WHAT IS BEING ASKED:
Lay out the records as a Markdown table with the columns Row and Record line. Start with the line containing "target: black high heel shoe" and go on through the line containing "[[[156,63],[148,63],[148,93],[149,95],[156,95]]]", number each row, and leave out blank lines.

SUPPLIED DATA:
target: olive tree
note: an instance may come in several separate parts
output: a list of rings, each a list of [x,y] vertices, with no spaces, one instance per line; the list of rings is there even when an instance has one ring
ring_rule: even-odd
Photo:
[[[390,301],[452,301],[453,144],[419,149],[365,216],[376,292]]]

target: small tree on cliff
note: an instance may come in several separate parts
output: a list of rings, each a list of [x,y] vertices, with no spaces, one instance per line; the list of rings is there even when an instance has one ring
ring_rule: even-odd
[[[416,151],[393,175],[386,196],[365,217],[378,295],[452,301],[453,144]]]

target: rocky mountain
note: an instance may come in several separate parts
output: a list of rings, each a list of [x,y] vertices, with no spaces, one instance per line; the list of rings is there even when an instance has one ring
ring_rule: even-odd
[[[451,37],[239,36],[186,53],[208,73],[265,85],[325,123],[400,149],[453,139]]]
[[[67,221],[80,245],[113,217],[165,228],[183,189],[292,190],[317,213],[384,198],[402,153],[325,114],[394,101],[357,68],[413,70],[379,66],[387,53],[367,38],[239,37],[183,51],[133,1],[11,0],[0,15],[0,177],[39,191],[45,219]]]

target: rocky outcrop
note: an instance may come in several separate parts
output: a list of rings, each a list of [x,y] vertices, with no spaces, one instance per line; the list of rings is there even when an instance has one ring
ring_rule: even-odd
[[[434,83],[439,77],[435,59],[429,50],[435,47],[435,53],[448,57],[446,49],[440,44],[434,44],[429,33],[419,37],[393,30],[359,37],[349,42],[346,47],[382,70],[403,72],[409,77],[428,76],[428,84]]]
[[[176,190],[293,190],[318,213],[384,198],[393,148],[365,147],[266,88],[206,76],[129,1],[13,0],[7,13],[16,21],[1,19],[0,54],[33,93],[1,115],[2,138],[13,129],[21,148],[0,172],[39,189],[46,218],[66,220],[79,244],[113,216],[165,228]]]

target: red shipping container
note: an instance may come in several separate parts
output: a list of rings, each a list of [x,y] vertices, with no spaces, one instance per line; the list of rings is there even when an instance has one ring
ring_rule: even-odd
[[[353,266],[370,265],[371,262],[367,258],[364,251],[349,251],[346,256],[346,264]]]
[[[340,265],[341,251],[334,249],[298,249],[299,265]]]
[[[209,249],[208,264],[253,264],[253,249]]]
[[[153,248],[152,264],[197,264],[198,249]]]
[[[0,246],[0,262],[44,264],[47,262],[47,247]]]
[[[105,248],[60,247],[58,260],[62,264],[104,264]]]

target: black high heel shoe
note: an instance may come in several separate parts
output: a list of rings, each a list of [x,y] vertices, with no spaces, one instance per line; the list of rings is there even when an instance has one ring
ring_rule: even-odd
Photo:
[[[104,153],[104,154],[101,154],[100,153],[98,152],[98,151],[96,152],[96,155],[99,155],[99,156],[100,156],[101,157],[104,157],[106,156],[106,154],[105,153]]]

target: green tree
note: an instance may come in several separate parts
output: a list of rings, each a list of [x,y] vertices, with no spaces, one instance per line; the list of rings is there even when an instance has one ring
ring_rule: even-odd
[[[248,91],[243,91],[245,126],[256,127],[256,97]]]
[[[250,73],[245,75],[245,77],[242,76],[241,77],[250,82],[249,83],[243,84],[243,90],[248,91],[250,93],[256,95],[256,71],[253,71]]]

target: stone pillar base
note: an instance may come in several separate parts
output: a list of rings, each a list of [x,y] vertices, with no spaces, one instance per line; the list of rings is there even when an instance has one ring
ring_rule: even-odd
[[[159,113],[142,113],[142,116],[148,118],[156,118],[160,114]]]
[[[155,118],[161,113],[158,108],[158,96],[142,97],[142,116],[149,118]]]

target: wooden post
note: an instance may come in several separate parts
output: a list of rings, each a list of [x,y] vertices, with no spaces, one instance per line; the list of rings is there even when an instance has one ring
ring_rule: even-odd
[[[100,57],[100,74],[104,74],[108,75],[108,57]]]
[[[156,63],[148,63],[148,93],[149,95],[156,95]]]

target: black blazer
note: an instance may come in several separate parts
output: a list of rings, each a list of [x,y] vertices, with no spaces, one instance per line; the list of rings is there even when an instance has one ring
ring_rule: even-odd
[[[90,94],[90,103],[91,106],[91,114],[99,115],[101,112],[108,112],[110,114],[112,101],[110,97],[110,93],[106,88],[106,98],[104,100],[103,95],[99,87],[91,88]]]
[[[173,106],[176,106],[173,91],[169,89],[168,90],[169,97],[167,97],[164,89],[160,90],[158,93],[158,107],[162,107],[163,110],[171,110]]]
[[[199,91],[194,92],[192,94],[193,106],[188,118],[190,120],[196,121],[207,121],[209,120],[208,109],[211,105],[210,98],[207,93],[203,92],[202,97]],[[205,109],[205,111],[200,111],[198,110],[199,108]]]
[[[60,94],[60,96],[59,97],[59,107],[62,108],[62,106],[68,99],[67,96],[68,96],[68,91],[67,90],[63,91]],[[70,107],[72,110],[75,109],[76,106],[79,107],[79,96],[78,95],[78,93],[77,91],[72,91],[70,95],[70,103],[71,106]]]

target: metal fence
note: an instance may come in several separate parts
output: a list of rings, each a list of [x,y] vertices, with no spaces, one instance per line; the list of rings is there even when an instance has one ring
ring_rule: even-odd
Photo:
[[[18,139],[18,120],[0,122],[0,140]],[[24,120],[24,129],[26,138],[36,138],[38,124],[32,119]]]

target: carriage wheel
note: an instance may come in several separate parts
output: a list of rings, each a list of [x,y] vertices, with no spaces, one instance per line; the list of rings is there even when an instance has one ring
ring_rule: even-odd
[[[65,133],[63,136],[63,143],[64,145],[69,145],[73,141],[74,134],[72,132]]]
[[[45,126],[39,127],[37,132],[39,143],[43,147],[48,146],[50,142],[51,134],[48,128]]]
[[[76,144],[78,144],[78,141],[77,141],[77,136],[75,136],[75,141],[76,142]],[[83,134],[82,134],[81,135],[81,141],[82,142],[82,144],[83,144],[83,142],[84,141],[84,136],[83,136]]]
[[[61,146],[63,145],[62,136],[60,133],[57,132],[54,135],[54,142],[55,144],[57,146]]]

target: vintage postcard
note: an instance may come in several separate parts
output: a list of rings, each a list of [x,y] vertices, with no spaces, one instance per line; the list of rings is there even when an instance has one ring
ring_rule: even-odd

ANSWER IN FULL:
| Row | Record line |
|---|---|
| 1 | target: black high heel shoe |
| 2 | note: an instance may come in several separate parts |
| 3 | output: a list of rings, each a list of [x,y] vertices, with no spaces, one instance per line; the list of rings is there even when an instance has one ring |
| 4 | ring_rule: even-odd |
| 5 | Photo: |
| 6 | [[[104,153],[104,154],[101,154],[100,153],[98,152],[98,151],[96,152],[96,155],[99,155],[99,156],[100,156],[101,157],[104,157],[106,156],[106,154],[105,153]]] |
| 7 | target: green tree |
| 8 | note: an instance may come in several separate parts |
| 9 | output: a list of rings, each a list of [x,y] vertices, with no spaces, one instance per line; the list of rings is there even when an instance has one ring |
| 10 | ring_rule: even-odd |
| 11 | [[[248,91],[243,91],[245,126],[256,127],[256,97]]] |
| 12 | [[[250,73],[245,75],[245,77],[242,76],[241,77],[250,82],[249,83],[243,84],[243,90],[248,91],[250,93],[256,95],[256,71],[253,71]]] |
| 13 | target: stone pillar base |
| 14 | note: an instance may come in several separate parts |
| 15 | output: a list of rings, each a list of [x,y] vertices, with no spaces, one instance per line; the list of rings is there even when an instance has one ring |
| 16 | ring_rule: even-odd |
| 17 | [[[159,113],[142,113],[142,116],[148,118],[156,118],[160,114]]] |
| 18 | [[[155,118],[161,113],[158,108],[158,96],[142,97],[142,116],[149,118]]] |
| 19 | target: wooden post |
| 20 | note: an instance may come in several separate parts |
| 21 | output: a list of rings, each a list of [x,y] vertices, with no spaces, one instance per line; the list of rings is there even when an instance has one ring |
| 22 | ring_rule: even-odd |
| 23 | [[[100,57],[100,74],[104,74],[108,75],[108,57]]] |
| 24 | [[[156,63],[148,63],[148,93],[149,95],[156,95]]] |